• WORK ORDER: Your answer must be the full set of entries, repeated exactly.

***** INFORMATION SHOWN *****

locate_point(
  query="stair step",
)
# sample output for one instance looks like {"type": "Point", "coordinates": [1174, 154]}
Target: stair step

*****

• TASK ANSWER:
locate_point(
  query="stair step",
)
# sample output for one instance looks like {"type": "Point", "coordinates": [1174, 154]}
Target: stair step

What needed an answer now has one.